*** Opening Selected passage ***
Insecticides based on the parasporal Cry proteins synthesized by the bacterium Bacillus thuringiensis (Bt) are considered the most important alternative to traditional synthetic insecticides. These Cry toxins posses a unique mode of action. After ingestion the toxins are solubilized and activated by midgut enzymes. Active toxins bind and insert on the membrane of the columnar cells of the midgut epithelium forming pores that result in impaired permeability and cell lysis due to osmotic shock.

            One of the major concerns regarding the use of Bt insecticides is the observation that target insects can become resistant. Although several mechanisms of resistance have been proposed, the alteration of binding to the specific receptors in the midgut is the most common.

            Heliothis virescens is an important pest in the US, causing extensive damage to cotton and other crops. To control this insect, in 1996 transgenic cotton expressing Bt Cry1Ac toxin was introduced in the US.

            A Heliothis virescens strain (YHD2) under laboratory selection against Cry1Ac (the most active Bt toxin against this insect) developed high levels of resistance to Cry1Ac and high levels of cross-resistance to other toxins including Cry1Aa, Cry1Ab and Cry1Fa. This resistant strain has been continuously selected with Cry1Ac toxin since 1994, and the levels of resistance have increased through this time.

            Previously, we reported that a dramatic decrease in toxin binding and pore formation in brush border membrane vesicles (BBMV) from the resistant insects are responsible for the high levels of resistance and cross-resistance observed in this strain. However, ligand blots and affinity purification of Cry1Ac-binding molecules from solubilized BBMV indicated that the toxin binding molecules are still present in BBMV from resistant larvae.  Soybean agglutinin lectin blots detected differences in BBMV protein glycosylation between vesicles from susceptible and resistant insects.

            The molecular mechanism involved in the reduction of toxin binding is being investigated in this work.
*** Closing Selected passage ***
▸ **Activity A**
In the passage on Bt resistance, in what year was transgenic cotton expressing Cry1Ac introduced in the US?
▸ **Activity B**
Which Bt Cry toxins does the passage on Bt resistance name? List every one.
▸ **Activity C**
Reproduce the passage on Bt resistance starting at "Heliothis virescens is" and ending at "introduced in the US.".
*** Opening Entries provided ***
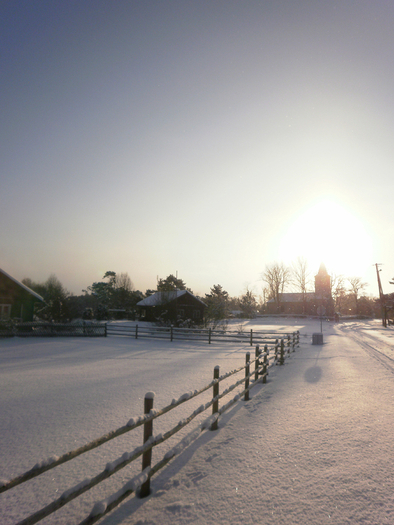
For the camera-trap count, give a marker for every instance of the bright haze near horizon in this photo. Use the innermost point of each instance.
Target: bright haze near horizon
(205, 138)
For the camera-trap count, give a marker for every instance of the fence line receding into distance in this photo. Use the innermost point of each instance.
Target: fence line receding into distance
(263, 359)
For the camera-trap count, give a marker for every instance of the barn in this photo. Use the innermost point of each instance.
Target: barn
(16, 299)
(175, 307)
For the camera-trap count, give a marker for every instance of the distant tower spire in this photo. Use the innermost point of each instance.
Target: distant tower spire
(323, 288)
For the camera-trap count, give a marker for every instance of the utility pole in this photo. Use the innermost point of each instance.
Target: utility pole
(381, 296)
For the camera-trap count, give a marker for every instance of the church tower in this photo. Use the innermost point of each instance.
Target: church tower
(322, 283)
(323, 290)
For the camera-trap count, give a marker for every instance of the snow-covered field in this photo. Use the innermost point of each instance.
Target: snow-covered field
(314, 445)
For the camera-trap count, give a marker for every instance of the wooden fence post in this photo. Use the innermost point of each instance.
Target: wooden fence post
(247, 361)
(256, 363)
(282, 352)
(215, 406)
(265, 364)
(148, 432)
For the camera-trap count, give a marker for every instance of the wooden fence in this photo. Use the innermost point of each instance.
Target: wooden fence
(208, 335)
(255, 370)
(84, 329)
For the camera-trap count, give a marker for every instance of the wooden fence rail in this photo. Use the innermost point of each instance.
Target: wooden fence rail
(263, 360)
(37, 329)
(209, 335)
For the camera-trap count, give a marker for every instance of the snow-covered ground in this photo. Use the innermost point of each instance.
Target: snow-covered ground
(314, 445)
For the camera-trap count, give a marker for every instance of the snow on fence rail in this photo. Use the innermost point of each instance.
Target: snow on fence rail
(84, 329)
(199, 334)
(262, 361)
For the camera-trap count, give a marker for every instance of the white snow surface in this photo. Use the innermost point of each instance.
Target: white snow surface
(313, 445)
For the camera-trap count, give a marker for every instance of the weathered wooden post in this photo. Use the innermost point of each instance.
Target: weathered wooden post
(282, 352)
(247, 361)
(148, 432)
(265, 364)
(256, 362)
(215, 406)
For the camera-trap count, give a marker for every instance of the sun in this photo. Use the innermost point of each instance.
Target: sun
(329, 233)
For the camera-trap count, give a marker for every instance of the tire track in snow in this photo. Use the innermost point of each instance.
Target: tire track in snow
(370, 347)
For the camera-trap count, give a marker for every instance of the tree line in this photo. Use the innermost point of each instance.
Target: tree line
(116, 297)
(348, 293)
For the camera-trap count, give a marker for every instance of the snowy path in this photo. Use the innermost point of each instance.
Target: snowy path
(313, 446)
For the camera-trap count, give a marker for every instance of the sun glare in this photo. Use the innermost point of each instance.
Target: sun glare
(328, 233)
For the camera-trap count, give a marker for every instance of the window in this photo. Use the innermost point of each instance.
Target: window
(5, 311)
(196, 314)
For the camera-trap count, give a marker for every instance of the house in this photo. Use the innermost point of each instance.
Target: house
(306, 303)
(16, 299)
(174, 306)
*** Closing Entries provided ***
▸ **Output A**
1996

▸ **Output B**
Cry1Ac, Cry1Aa, Cry1Ab, Cry1Fa

▸ **Output C**
Heliothis virescens is an important pest in the US, causing extensive damage to cotton and other crops. To control this insect, in 1996 transgenic cotton expressing Bt Cry1Ac toxin was introduced in the US.